Return every line of the material below that contains the word "Trace", copying each line in full.

--- --- ---

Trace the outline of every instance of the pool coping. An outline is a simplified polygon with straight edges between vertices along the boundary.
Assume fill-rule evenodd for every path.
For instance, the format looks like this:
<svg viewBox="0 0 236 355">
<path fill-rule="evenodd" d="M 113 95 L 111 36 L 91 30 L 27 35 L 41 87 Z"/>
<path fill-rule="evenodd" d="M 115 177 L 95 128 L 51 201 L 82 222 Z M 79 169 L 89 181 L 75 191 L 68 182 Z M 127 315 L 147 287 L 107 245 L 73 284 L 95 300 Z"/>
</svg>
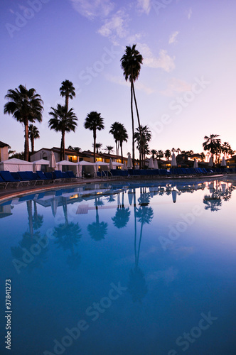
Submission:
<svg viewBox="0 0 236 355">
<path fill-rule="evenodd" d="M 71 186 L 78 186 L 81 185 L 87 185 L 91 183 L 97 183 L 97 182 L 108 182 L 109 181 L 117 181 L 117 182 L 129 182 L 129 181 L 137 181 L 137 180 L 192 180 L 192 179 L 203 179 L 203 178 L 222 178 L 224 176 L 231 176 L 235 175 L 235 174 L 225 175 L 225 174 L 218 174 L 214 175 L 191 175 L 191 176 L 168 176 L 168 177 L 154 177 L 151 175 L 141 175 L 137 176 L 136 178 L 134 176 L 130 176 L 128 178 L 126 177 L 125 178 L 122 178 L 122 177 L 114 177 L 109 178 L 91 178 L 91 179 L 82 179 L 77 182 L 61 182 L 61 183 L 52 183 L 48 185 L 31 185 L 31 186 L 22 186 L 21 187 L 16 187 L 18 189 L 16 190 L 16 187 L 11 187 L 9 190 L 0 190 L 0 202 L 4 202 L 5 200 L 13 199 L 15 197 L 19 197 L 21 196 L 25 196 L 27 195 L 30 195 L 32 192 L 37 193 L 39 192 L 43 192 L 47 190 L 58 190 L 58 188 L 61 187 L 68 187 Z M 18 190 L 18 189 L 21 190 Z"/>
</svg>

--- --- ---

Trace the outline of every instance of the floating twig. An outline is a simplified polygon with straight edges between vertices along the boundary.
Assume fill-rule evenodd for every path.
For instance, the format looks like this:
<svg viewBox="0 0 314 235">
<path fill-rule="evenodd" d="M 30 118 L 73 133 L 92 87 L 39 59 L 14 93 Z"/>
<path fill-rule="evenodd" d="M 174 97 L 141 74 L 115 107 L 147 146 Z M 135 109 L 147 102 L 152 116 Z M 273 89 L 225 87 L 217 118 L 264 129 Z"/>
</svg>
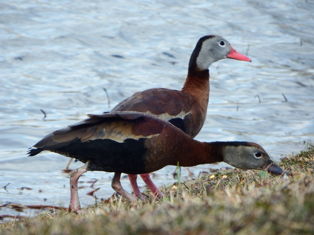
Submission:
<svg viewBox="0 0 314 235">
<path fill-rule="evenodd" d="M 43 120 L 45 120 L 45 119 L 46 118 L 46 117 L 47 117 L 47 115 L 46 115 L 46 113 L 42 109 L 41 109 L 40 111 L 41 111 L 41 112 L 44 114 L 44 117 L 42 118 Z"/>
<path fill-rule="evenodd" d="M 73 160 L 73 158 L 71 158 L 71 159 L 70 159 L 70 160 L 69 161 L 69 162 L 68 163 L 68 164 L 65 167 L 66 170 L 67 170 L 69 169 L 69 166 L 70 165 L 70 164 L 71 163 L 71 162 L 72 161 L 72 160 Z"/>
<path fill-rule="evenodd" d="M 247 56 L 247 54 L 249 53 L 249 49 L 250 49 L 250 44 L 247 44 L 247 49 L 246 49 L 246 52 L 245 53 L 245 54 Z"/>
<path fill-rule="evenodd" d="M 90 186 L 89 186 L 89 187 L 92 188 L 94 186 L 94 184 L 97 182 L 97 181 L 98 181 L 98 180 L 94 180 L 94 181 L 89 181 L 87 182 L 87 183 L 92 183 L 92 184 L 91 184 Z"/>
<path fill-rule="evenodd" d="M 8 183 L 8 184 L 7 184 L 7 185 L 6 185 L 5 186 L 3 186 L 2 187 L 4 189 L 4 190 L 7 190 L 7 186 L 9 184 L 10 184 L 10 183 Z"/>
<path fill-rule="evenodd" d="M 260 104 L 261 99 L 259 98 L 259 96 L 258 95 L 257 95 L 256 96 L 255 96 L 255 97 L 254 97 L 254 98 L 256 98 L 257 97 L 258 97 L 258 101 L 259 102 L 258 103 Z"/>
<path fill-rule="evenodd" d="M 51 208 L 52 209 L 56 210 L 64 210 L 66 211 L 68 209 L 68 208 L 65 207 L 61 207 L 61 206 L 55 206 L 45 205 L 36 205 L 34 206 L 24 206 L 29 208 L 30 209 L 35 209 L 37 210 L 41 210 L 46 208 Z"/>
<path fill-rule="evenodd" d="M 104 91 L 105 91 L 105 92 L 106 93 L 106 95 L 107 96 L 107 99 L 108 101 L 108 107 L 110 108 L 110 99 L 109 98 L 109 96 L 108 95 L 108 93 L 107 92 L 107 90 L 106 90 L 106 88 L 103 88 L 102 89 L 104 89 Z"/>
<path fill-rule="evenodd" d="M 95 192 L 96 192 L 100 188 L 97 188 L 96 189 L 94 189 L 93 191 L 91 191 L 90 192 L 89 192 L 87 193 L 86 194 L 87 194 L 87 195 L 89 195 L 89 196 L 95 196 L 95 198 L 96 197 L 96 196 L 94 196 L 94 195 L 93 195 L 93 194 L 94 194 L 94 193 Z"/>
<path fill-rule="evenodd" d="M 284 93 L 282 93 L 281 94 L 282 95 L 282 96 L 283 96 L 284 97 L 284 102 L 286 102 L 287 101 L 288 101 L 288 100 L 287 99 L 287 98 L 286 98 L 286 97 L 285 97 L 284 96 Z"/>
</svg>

--- --- ---

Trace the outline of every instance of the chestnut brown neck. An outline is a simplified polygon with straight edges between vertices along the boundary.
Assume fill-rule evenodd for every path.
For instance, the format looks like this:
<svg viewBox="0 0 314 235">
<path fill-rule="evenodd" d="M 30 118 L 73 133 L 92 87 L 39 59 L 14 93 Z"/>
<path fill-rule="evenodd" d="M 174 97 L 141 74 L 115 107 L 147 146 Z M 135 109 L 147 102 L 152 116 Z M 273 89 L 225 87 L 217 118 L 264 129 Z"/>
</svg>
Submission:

--- --- ---

- **SOLUTION**
Trace the outline of every instance of the pool coping. An outline is a simplified polygon with straight edges between vertices along the boundary.
Trace the outline of every instance of the floating twig. An outline is a simplified polygon with straight edges between vertices along the boundary.
Trace the outline of every instance of the chestnut brown neck. An outline is a simplified polygon with straight edges between vertices along the boundary.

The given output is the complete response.